» PASSAGE SHOWN
Minister Flanagan's statements on Northern Ireland in Seanad Debate26/1/17
The Minister for Foreign Affairs & Trade, Mr. Charlie Flanagan TD, this afternoon delivered the opening and closing statements in a Seanad Debate on Northern Ireland. The texts of the statements were as follows:
Statements on Northern Ireland, Seanad Éireann, 26 January 2017
Statement by the Minister for Foreign Affairs and Trade
Check Against Delivery
I welcome the ongoing engagement of the Seanad with matters relating to Northern Ireland, which is a key priority for all of us in both Houses, and look forward to hearing the contributions of Senators today.
This is a critical time for Northern Ireland, which is again in election mode, less than a year after the last one.
In the weeks before the election was called, I was in close contact with the Secretary of State James Brokenshire and the leaders of the political parties in Northern Ireland. I travelled to Belfast on a number of occasions to meet in person with the Secretary of State and the then First and deputy First Ministers.
Both Governments pursued all appropriate avenues to encourage the Executive parties to find a way beyond their difficulties. However, an agreement could not be found and the Secretary of State - as required under statute when the joint office of First and deputy First Minister cannot be filled - called an election, which will take place on 2 March.

» TASK STATEMENT
Pick up the Minister's Seanad statement on Northern Ireland after its last sentence and continue it in the same first-person voice.

» ENTRIES SHOWN
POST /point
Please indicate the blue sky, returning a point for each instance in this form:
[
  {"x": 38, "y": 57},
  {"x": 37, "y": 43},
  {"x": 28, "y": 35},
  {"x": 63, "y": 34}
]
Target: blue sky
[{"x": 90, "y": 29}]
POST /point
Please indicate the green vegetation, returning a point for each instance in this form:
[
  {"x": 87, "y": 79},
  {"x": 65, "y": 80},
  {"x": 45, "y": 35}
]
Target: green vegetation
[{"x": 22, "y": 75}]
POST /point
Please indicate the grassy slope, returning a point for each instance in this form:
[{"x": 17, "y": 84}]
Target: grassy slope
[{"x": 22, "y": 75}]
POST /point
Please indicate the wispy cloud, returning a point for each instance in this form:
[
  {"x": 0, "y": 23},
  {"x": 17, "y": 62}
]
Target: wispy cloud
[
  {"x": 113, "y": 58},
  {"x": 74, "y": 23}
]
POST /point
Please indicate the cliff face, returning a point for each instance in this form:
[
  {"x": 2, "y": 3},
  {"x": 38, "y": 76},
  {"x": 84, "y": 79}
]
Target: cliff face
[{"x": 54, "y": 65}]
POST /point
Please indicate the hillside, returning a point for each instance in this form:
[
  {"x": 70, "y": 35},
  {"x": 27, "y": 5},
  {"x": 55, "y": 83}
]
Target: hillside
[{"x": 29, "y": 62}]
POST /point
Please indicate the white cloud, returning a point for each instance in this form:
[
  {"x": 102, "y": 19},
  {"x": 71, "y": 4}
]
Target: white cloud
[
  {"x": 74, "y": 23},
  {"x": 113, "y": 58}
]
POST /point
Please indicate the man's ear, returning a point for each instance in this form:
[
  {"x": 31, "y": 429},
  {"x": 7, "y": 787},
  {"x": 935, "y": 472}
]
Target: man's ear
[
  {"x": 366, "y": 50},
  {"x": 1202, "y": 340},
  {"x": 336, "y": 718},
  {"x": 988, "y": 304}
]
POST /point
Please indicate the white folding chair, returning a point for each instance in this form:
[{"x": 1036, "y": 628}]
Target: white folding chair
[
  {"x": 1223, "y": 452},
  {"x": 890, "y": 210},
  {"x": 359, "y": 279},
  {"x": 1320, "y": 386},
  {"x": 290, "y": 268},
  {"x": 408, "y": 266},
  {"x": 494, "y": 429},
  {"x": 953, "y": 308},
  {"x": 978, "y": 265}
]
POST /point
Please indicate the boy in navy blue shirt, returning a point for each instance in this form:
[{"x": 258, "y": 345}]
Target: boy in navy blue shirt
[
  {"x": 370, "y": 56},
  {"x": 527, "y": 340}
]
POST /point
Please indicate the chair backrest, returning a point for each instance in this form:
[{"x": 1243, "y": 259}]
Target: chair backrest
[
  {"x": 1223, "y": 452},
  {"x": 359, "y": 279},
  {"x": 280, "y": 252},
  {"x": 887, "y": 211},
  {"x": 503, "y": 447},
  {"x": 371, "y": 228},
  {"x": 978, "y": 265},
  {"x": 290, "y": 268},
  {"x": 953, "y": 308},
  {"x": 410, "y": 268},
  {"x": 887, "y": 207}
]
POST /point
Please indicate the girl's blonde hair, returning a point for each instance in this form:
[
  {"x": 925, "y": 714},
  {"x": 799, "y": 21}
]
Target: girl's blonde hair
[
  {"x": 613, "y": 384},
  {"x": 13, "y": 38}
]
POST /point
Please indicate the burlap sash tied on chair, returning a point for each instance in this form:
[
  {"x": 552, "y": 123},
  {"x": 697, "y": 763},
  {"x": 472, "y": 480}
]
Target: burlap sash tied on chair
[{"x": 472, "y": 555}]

» TASK OUTPUT
The circumstances that contributed to the break-down in trust between the two parties in the Executive gave rise to a good deal of public acrimony and risk a divisive election campaign. As it gets underway, I have urged the parties to remain measured and respectful in their electoral rhetoric, so that the political institutions are not damaged in the longer term. The people of Northern Ireland expect nothing less than an effective Assembly and Executive at Stormont, underpinned by a genuine spirit of partnership.
In my discussions with party leaders, I have strongly emphasised the imperative of the swift resumption of the power-sharing institutions after the election period. In support of this, I will remain closely engaged with the political parties and the British Government in the weeks ahead.
In the weeks leading up to the dissolution of the Assembly, the question of compliance with the terms of the Good Friday Agreement has been a key focus of debate.
The interlocking political institutions of the Good Friday Agreement are at the heart of the Agreement, and are the delivery vehicle for many of its commitments.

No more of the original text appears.